RECORDS SUPPLIED
········

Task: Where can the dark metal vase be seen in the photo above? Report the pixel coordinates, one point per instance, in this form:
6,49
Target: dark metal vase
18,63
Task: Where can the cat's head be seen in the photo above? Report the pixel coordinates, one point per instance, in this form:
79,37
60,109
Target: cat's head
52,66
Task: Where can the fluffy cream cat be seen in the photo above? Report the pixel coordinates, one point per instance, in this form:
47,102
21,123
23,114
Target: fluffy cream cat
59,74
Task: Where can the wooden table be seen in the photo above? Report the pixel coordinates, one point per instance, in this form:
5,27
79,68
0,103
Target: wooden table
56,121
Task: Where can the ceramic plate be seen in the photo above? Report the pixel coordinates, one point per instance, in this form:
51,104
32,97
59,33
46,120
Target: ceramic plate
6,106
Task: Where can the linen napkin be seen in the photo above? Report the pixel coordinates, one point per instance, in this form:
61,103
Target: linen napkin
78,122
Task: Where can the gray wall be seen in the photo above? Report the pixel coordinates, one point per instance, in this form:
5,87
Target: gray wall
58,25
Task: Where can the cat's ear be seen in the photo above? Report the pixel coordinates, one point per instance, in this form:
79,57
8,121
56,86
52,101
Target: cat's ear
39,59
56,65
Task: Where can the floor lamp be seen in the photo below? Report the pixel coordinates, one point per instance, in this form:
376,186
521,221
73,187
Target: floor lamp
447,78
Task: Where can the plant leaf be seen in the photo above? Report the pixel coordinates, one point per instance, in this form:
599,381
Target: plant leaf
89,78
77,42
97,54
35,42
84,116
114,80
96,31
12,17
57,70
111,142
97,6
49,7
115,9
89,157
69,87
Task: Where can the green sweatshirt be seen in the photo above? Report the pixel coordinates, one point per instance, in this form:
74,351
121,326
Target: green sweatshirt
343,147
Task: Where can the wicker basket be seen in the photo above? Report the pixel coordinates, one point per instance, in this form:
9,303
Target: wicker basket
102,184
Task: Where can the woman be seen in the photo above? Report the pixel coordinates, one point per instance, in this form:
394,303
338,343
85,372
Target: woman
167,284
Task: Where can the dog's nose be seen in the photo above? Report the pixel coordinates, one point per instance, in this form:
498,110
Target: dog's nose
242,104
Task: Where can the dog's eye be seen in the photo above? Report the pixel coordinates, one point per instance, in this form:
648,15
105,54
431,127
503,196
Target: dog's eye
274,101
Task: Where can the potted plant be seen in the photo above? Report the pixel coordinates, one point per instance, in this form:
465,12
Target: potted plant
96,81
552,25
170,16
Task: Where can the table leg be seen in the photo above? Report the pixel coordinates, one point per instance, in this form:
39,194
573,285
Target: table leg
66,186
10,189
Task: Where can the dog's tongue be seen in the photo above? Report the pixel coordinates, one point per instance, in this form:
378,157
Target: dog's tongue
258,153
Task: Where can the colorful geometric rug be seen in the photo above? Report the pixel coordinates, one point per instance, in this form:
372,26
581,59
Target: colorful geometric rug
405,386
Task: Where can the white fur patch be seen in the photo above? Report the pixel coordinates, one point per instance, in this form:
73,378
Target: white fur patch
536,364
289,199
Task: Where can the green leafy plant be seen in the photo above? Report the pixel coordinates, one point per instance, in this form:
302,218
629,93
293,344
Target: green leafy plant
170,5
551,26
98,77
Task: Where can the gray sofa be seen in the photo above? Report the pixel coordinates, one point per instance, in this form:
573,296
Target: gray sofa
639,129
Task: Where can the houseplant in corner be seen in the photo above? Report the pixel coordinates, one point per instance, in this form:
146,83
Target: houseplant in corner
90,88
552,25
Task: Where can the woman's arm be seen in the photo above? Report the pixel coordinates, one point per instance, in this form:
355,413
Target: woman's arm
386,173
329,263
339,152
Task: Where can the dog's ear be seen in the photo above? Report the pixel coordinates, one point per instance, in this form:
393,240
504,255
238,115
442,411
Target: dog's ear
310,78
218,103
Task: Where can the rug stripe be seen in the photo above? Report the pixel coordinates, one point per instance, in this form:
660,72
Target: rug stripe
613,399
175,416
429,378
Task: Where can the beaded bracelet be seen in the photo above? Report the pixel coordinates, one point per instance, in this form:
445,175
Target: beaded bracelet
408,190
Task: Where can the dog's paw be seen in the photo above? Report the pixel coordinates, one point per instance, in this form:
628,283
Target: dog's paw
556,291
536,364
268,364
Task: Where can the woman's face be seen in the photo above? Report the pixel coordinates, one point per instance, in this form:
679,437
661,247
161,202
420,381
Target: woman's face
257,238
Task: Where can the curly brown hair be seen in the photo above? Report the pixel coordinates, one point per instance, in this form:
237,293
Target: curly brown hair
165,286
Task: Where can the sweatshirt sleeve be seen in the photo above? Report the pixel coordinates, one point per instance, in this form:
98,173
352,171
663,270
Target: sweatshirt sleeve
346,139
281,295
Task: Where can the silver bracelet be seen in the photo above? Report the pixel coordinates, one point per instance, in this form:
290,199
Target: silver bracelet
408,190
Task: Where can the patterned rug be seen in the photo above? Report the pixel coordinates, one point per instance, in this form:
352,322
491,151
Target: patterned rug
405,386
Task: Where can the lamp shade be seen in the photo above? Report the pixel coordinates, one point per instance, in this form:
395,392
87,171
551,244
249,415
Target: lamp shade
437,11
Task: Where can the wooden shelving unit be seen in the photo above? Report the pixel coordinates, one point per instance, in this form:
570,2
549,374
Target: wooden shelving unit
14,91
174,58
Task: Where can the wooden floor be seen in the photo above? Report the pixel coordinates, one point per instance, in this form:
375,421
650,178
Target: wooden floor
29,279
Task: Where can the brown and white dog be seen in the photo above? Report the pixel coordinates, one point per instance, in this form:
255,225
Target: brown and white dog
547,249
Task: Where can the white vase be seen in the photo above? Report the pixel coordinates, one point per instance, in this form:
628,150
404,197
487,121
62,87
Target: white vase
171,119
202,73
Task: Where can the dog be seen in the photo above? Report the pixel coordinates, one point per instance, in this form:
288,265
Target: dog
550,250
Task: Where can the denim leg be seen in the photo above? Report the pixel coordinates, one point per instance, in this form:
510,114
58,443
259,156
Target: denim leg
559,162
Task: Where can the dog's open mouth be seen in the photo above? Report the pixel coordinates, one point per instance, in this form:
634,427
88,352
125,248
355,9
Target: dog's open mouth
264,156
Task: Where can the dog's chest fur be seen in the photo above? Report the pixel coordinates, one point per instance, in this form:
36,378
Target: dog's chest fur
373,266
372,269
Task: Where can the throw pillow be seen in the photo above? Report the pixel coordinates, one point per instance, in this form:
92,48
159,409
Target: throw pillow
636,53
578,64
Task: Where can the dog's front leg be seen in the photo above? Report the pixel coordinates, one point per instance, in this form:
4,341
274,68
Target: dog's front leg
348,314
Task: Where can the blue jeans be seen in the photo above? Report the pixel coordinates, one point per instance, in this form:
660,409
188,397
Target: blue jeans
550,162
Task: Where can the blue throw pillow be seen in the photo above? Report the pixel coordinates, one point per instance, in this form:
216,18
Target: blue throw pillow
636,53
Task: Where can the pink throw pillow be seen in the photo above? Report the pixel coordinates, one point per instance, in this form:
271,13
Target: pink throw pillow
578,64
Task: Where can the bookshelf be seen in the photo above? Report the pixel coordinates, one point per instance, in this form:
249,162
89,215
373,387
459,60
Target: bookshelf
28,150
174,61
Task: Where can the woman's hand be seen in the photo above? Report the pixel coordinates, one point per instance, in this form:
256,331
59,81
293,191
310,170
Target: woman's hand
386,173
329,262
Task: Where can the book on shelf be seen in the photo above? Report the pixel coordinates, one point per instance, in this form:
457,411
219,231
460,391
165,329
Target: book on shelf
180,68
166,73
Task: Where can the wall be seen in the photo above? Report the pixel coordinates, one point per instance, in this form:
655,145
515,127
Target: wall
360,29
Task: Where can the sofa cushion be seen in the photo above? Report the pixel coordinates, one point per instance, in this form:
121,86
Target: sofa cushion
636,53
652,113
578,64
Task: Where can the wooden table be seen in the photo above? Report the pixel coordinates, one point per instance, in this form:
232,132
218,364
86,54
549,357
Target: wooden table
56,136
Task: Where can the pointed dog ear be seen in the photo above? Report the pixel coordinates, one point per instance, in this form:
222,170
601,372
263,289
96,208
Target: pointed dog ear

········

AIM
Begin with the line that contains "Task: Where can the book on" and set down each line exactly until the records above end, including the final line.

RESPONSE TO THE EXERCISE
Task: Where can the book on shelf be seen in the photo above? Report the pixel coordinates, one point per instance, in this form:
457,411
219,231
460,391
165,329
Target: book on shelf
180,68
166,73
Task: Where can the wall be seen in the photo above? Report the pixel coordinates, one point per instance, in this form:
655,145
515,127
Target: wall
360,29
Task: Where can the sofa cushion be seen in the photo above? Report the pixel coordinates, one point per instance, in this form:
121,86
Target: sofa cushion
636,53
652,113
578,64
Task: Where can the wooden table be seen in the photo above? Report the pixel coordinates, one point per instance, in this form:
232,132
218,364
86,54
549,357
Target: wooden table
56,136
Task: Where can the pointed dog ear be seen in the photo above? Report the pixel coordinates, one point per instance, in this form:
222,170
601,372
263,289
96,208
Target: pointed dog ear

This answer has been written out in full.